• TASK TO COMPLETE
Continue the account of farming without electricity in a remote part of Ghana, picking up right after its last sentence.

I recently learned a costly lesson that many of you know instinctively. But for me, it cost me a crop under irrigation. Our farm is in a remote part of Ghana. Farming in an isolated region without electricity and a network of trusted colleagues can be a challenge.
You can reach the farm by a tractor path, a primitive road from the interior of the Afram Plains. The journey starts from one of the largest towns on the western side called Mamekrobo, or “krobo” as the locals call it. It’s about 18 miles to reach our farm and the trip takes about 2.5 hours.
Since our farm is on the lake, we are able to reach our home base using a locally made wooden boat. It’s a much quicker trip than trying to meander your way on a poor road network.
Consequently, we’re located where there is no power. Small fishing villages of traditional mud huts dot the coastline. The inhabitants come from the Volta region of Ghana where their ancestors lived and fished for a living. After the river was dammed for a hydroelectric power station, they migrated to the lake to take advantage of fishing the world’s largest artificial lake.
The people may have found their way to where we are on the Afram Plains but electricity has not. We power everything with generators, which are less efficient than electricity, but much cheaper if you consider capital costs to run power lines 18 miles.
I had several options earlier this year when deciding which generator to buy. I decided to buy the less expensive one, but one which I believed to be of good quality.

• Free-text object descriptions
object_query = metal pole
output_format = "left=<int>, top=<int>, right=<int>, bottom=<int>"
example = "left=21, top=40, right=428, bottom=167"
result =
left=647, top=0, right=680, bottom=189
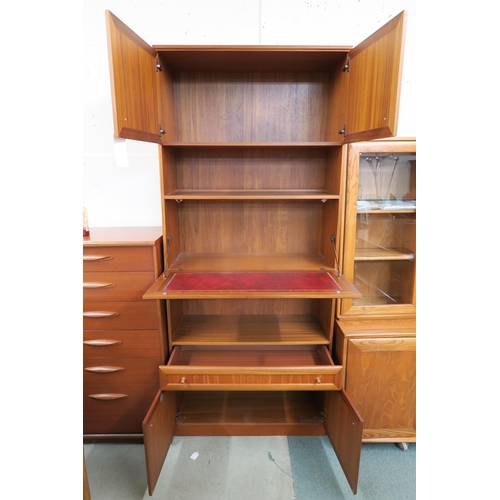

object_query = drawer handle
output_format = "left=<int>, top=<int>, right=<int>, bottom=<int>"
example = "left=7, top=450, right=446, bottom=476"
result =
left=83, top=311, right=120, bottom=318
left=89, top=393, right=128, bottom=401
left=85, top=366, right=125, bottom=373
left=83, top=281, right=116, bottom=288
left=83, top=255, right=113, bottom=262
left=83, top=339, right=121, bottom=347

...

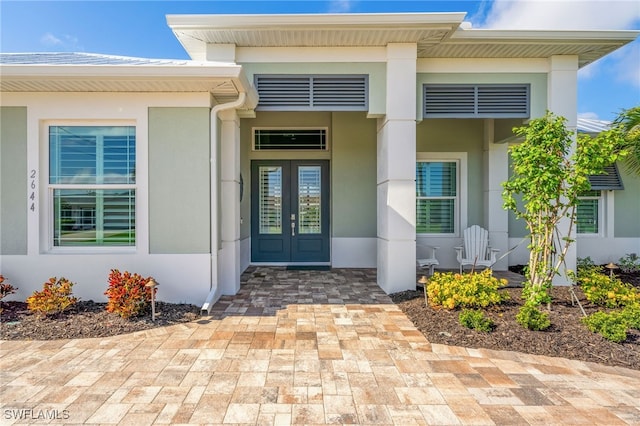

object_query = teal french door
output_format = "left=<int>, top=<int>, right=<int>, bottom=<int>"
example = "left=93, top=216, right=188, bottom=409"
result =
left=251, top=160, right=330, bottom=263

• WRITTEN RESPONSE
When you need to make a capital purchase for your farm, whom do you buy from? At home in Illinois, my dad purchases tractors from the same dealership he’s worked with for 40 years. It is not only the product he buys from the dealership but the service as well. I sometimes ask him why he does not buy another like piece of equipment from a dealer in another part of the state. He usually responds that if that tractor breaks down during the season, whose tractor will the local dealership fix first, the one they sold or the one you bought from another dealer?
One of my colleagues tells me that friends do business with friends. This is the benefit of working in a developed country. You are able to work with people you’ve known for years, people you trust.
The day after Christmas, our generator on the farm went down. It is the heart of our operation since it powers our irrigation. Mechanics were at our farm every other day for two weeks, unable to diagnose the root cause. I was home in Illinois for the holidays and I was confident the dealer would be able to get the generator working again, but it’s still down.